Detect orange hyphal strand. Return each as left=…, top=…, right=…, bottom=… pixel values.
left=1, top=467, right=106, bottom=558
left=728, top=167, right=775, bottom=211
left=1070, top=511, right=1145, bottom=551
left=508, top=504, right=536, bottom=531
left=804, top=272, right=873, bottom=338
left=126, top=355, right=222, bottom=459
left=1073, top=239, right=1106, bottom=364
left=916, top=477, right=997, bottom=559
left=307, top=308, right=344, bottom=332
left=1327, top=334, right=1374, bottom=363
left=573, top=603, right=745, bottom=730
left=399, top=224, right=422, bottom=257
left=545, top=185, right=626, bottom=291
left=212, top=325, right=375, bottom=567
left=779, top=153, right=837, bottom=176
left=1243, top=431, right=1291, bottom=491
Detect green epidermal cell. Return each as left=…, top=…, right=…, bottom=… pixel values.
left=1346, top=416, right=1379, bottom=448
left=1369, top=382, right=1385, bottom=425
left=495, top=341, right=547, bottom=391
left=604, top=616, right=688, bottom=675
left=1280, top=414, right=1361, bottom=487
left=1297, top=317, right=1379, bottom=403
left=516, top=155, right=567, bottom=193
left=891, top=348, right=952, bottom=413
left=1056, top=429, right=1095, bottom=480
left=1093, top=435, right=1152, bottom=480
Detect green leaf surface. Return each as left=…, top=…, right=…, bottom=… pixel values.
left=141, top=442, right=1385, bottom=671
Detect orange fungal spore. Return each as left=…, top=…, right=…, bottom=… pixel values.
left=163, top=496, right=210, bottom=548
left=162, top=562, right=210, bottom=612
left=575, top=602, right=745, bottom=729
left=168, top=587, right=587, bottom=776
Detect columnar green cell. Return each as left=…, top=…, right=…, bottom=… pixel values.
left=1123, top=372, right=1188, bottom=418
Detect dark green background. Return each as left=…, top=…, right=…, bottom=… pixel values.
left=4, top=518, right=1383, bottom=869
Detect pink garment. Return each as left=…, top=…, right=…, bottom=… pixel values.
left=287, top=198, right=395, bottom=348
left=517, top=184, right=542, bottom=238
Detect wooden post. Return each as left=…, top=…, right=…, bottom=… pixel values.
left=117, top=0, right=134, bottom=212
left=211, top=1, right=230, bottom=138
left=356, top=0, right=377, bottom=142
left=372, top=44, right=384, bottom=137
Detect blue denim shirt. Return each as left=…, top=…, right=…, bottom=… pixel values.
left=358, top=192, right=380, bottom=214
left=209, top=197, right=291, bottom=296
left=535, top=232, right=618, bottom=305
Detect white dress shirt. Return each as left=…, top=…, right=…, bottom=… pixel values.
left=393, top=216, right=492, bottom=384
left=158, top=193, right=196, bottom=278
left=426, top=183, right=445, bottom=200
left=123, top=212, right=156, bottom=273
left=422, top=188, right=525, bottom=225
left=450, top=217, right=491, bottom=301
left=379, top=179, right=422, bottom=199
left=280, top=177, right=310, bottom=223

* * * * *

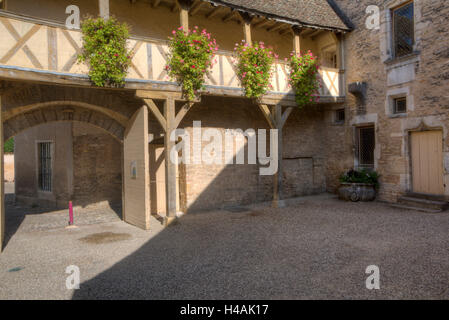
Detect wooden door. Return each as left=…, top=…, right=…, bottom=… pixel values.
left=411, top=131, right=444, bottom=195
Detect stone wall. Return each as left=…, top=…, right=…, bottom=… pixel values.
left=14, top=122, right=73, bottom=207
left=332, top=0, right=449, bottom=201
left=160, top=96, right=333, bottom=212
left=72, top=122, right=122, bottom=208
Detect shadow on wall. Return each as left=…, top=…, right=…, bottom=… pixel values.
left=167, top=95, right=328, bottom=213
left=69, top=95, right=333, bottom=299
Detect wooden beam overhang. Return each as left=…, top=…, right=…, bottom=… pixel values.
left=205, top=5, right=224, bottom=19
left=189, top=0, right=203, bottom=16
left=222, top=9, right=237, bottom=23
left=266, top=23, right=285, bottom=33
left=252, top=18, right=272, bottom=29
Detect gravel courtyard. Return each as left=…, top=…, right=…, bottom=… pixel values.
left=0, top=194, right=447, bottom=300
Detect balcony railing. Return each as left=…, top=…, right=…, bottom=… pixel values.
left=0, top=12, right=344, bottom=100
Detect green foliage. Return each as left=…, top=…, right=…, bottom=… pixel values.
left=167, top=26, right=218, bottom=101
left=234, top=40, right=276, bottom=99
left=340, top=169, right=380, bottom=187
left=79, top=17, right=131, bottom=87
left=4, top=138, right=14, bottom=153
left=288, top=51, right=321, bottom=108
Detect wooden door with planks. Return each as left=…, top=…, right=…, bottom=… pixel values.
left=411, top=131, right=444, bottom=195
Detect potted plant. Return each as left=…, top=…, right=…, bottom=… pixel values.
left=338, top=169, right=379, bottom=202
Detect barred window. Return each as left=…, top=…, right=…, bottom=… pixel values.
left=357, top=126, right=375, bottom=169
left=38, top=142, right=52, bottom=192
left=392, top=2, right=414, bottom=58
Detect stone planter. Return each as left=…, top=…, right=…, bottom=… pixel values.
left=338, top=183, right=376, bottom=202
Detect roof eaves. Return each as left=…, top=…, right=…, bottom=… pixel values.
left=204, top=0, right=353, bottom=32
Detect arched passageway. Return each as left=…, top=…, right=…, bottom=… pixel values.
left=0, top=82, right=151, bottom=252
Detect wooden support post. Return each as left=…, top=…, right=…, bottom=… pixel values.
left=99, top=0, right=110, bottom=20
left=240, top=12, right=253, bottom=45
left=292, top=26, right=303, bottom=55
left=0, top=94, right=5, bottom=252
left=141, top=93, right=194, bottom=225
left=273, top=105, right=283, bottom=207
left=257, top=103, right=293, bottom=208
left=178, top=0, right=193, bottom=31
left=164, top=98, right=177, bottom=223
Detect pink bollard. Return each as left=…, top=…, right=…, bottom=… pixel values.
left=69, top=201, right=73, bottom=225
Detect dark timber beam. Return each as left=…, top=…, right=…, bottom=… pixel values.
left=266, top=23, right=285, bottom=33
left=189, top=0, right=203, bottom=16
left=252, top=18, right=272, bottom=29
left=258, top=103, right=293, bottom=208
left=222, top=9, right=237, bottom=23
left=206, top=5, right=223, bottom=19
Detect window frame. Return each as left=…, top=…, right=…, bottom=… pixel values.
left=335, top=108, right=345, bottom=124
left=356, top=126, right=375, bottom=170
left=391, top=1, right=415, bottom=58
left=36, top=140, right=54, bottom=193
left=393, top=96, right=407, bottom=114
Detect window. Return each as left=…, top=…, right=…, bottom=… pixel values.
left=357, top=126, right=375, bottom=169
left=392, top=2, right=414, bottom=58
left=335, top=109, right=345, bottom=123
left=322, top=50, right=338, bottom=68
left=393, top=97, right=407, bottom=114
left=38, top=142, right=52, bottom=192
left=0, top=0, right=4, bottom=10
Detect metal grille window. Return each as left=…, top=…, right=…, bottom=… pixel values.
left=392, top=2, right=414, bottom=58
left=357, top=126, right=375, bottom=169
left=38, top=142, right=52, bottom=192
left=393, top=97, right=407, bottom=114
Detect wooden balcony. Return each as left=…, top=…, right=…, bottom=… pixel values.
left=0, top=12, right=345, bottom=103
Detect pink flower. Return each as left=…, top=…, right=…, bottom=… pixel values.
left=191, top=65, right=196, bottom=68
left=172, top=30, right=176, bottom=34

* * * * *

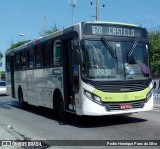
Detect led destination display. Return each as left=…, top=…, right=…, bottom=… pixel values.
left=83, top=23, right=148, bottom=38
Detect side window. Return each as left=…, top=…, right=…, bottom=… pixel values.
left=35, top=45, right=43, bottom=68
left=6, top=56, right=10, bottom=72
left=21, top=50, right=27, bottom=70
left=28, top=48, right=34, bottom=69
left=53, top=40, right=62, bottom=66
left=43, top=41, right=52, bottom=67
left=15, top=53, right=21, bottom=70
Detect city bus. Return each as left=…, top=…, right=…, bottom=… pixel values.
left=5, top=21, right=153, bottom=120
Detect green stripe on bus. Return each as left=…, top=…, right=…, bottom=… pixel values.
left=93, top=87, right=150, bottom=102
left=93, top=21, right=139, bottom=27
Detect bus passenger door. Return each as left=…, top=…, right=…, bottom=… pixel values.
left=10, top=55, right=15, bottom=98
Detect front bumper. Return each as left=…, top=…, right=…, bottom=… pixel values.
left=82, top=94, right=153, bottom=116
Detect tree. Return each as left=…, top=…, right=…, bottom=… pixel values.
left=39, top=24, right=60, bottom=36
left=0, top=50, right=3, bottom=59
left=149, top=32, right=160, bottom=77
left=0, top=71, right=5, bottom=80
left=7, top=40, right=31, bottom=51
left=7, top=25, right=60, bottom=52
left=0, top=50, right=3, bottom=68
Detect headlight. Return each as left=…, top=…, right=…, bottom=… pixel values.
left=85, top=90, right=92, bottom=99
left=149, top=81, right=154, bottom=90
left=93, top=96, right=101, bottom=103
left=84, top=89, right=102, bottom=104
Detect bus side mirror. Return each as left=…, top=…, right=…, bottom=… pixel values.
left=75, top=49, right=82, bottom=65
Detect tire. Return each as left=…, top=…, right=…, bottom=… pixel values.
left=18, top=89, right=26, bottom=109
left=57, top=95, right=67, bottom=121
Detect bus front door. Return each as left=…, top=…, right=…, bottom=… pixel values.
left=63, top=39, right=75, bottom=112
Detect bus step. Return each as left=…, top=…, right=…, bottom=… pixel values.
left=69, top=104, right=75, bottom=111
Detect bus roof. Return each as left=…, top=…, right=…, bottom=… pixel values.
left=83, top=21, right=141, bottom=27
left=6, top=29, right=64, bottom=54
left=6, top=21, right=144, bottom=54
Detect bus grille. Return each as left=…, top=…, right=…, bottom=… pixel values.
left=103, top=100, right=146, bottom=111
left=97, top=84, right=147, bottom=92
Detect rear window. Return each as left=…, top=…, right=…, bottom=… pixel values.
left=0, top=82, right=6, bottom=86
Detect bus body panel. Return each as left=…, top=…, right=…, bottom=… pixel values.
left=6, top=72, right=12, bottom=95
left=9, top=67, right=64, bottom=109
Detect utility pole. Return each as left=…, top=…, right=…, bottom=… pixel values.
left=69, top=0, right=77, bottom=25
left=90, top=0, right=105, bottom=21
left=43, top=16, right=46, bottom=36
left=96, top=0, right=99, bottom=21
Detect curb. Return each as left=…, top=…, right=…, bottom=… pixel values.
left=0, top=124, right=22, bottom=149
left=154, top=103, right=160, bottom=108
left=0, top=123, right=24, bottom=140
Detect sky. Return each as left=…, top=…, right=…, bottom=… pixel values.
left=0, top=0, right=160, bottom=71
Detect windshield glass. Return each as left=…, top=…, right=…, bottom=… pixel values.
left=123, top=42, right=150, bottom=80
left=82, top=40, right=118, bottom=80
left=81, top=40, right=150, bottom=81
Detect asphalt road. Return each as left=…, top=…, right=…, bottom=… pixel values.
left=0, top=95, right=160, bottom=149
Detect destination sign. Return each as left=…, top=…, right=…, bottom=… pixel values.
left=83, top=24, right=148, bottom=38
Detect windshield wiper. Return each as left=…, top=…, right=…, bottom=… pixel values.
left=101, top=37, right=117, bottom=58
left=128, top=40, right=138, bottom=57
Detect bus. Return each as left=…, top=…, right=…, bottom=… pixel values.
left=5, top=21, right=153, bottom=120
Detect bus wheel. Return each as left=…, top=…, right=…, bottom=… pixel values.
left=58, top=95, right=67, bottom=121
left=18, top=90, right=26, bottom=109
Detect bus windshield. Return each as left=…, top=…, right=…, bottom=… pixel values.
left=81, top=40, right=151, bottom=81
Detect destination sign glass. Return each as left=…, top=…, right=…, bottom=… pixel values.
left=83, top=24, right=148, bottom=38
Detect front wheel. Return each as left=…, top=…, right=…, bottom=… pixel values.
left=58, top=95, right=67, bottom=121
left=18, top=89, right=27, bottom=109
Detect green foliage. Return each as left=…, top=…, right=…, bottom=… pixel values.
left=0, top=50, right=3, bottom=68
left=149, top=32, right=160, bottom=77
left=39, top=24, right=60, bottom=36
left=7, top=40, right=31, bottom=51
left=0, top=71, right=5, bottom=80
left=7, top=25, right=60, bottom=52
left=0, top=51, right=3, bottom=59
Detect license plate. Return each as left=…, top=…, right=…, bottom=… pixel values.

* * * * *

From the listing above, the lines starting with the one that has "Detect bus windshield." and running through the one that has "Detect license plate." should be copied exactly, ends included.

▶ **Finished exercise**:
Detect bus windshield. Return each as left=…, top=…, right=…, bottom=… pixel values.
left=81, top=40, right=151, bottom=81
Detect destination sign glass. Return each as left=…, top=…, right=…, bottom=… pixel values.
left=83, top=24, right=148, bottom=38
Detect front wheel. Return each as left=…, top=…, right=…, bottom=… pixel values.
left=58, top=95, right=67, bottom=121
left=18, top=89, right=27, bottom=109
Detect green foliage. Return each as left=…, top=…, right=…, bottom=… pixel values.
left=0, top=50, right=3, bottom=68
left=149, top=32, right=160, bottom=77
left=39, top=24, right=60, bottom=36
left=7, top=40, right=31, bottom=51
left=0, top=71, right=5, bottom=80
left=7, top=25, right=60, bottom=52
left=0, top=51, right=3, bottom=59
Detect license plate. Return each as left=…, top=…, right=…, bottom=… pixel values.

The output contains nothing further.